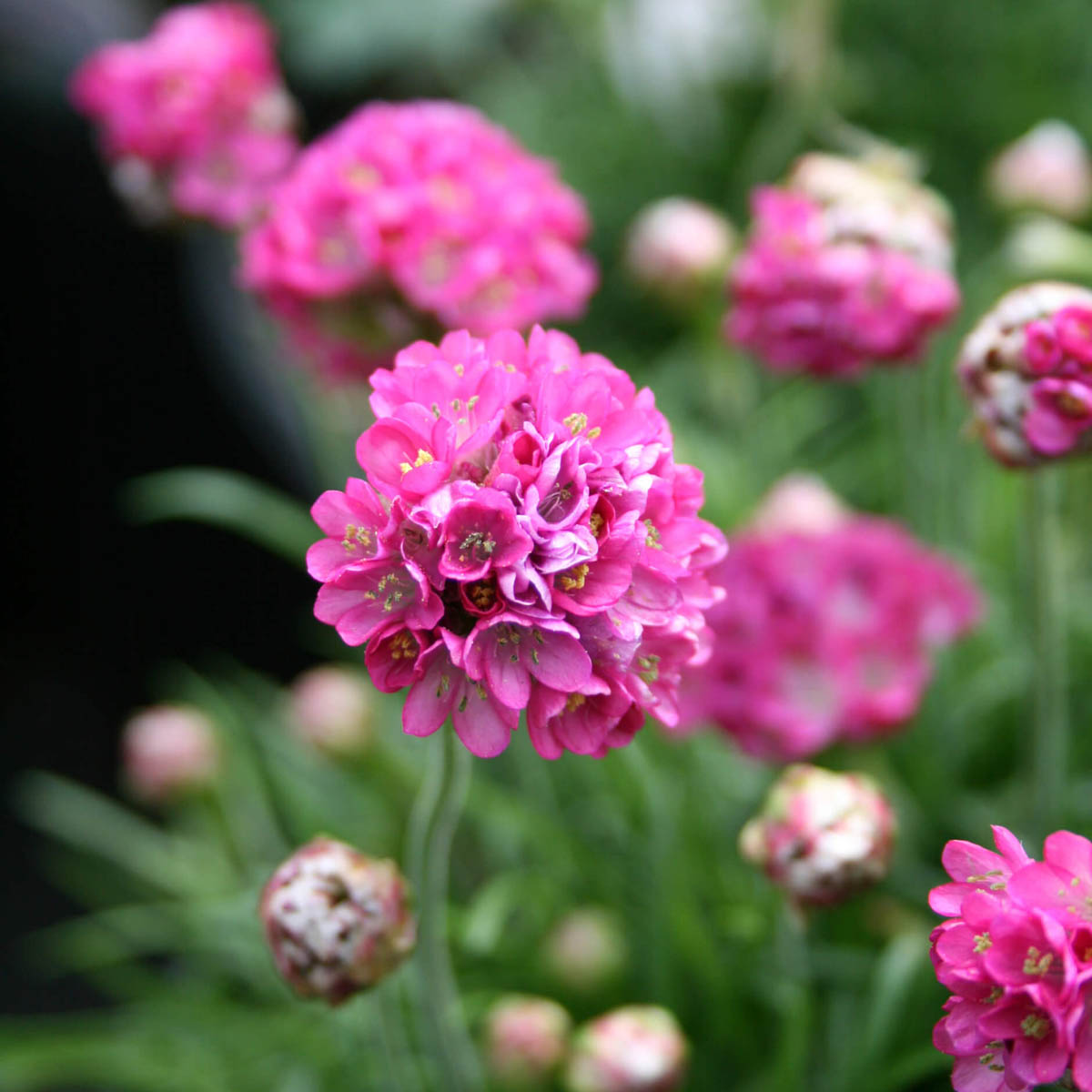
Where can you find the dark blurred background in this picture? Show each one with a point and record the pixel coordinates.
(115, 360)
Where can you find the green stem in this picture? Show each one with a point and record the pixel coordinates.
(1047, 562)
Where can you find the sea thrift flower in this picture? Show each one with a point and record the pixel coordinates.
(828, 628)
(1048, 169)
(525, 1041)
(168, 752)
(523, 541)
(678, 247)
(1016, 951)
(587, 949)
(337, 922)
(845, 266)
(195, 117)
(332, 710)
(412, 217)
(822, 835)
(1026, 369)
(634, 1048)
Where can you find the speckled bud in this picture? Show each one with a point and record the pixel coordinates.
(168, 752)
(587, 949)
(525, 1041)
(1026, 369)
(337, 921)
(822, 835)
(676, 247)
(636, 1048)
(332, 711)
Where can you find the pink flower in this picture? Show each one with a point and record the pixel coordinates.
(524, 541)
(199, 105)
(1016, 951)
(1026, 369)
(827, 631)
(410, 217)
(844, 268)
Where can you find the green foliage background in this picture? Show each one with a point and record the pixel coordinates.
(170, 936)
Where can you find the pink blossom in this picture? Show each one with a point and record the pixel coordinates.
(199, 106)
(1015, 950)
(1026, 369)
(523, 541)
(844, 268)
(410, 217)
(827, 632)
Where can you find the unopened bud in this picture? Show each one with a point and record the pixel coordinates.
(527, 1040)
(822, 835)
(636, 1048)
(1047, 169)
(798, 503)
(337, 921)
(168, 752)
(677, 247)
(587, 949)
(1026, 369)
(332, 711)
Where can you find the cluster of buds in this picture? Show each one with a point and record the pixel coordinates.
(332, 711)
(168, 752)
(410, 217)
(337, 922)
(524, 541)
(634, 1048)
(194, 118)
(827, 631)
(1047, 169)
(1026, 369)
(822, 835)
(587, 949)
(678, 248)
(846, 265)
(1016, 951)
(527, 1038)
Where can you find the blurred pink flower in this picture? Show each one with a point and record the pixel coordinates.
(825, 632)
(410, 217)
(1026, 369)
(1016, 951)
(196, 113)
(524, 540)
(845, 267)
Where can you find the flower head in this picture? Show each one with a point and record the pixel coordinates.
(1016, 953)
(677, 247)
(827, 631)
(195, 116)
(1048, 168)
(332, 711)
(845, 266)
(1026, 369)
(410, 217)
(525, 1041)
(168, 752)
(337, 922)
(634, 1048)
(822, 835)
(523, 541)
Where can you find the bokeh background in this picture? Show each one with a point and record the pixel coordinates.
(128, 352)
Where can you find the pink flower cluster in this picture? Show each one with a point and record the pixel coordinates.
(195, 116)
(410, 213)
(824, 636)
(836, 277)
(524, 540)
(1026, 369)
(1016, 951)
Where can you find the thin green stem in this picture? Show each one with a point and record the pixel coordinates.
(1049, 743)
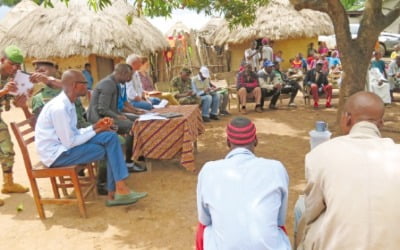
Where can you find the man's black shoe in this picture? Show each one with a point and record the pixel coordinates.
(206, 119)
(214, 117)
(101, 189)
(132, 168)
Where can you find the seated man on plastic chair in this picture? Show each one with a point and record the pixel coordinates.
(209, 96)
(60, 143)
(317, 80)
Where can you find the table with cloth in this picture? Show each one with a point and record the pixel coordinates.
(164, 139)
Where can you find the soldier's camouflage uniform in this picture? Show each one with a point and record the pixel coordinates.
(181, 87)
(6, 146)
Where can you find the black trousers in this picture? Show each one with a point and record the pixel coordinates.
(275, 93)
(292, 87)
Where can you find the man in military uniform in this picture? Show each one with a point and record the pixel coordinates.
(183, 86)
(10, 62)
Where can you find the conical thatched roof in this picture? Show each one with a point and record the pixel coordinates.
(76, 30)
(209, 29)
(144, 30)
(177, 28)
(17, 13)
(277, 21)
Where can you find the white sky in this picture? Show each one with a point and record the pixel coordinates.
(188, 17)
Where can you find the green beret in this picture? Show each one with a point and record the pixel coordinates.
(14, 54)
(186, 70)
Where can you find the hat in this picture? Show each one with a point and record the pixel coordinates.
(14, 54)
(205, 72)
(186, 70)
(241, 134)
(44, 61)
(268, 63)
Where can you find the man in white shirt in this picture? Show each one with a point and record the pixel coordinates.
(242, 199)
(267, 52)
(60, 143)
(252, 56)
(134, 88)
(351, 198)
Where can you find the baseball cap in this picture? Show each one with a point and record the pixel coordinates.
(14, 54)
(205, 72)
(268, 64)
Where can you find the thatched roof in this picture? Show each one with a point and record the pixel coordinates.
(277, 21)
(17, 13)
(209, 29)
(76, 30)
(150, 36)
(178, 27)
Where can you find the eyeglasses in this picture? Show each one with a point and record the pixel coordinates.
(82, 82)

§ §

** The task **
Emit verbatim the lines running from the one with "Where can you find the man in white" through the last line of the data, both endpoints inclusive.

** Result of the exercise **
Where can you find the man in white shirt in this picture? Show each one with a point and record the pixel coordinates.
(242, 199)
(267, 52)
(60, 143)
(252, 56)
(134, 88)
(351, 198)
Where can you find the baseball cap in this picture? Show each one with a point and record the pixel coordinates.
(14, 54)
(205, 72)
(268, 64)
Where can you find the thatched roof in this picture? Show each one with a point and record the pixel coordinates.
(277, 21)
(17, 13)
(209, 29)
(76, 30)
(150, 36)
(178, 27)
Where can you find the eyeglasses in this picture? Show each one with a point and record the pixel coordinates.
(82, 82)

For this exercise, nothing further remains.